_FRAGMENTO ORIGINAL_
□ □ □ □

A Pere Aragonès el independentismo le llegó junto a la Playstation. Con nueve años, Aragonès ya escribía redacciones sobre la disolución de la URSS; con alguno más se dedicaba a fundar partidos independentistas inventados con sus amigos; con 16, militaba en las juventudes de ERC; y con 24, fue diputado en el Parlament. Su pose sosegada contrasta con sus toques de humor en la distancia corta, incluidas imitaciones de sus adversarios políticos que solo saca a relucir ante sus colaboradores más estrechos.
Con pocas horas libres, poco amante del deporte, los momentos de relax los encuentra entre los fogones –recomiendan especialmente sus arroces, inspirados en los de su abuela– y al lado de su familia: su mujer, Janina Juli, exmilitante de las juventudes de Convergència, y su hija Clàudia, de cinco años, que apunta hacia el televisor, divertida, cuando ve a su padre en las noticias.

□ □ □ □

_MUESTRA DE DATOS_
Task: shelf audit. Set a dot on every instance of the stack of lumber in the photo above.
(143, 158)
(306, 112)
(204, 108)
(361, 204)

□ □ □ □

_TAREAS PENDIENTES_
**a)** Reescribe todas las líneas de las entradas reemplazando "stack of lumber" por "pile of bricks", sin modificar nada más.
**b)** Redacta la continuación del fragmento sobre Pere Aragonès a partir de su última oración.
El fragmento sobre Pere Aragonès no tiene ninguna relación con las entradas.

_RESULTADOS OBTENIDOS_
**a)**
Task: shelf audit. Set a dot on every instance of the pile of bricks in the photo above.
(143, 158)
(306, 112)
(204, 108)
(361, 204)

**b)**
Carles Puigdemont i Casamajó, aficionado al rock and roll y a un buen guitarreo, tararea Country roads de John Denver por los pasillos del Parlamento Europeo donde accede a sacarse selfies junto a los grupos de estudiantes españoles que lo reconocen como si fuera Taylor Swift. Para él la distancia no es el olvido, pero sí es el dolor. La muerte de su padre en 2019 y la de su madre en plena campaña han debido ser momentos de una dureza extrema. Hijo del pastelero de Amer, Puigdemont es un carlista nostálgico, amante de Joan Miró y de Velázquez, con un sentido del humor fino y socarrón. Solitario en medio de multitudes, arisco y a veces huraño, la emoción lo embarga cuando recuerda cómo su padre le obligaba a levantarse para acompañarlo al obrador y preparar la masa de hojaldre. Dice que está leyendo la biografía de Simón Bolívar, y que sueña con poder regresar a Poblet –de joven su padre lo enviaba a pasar temporadas– y perderse entre las tumbas reales de su vieja Catalunya.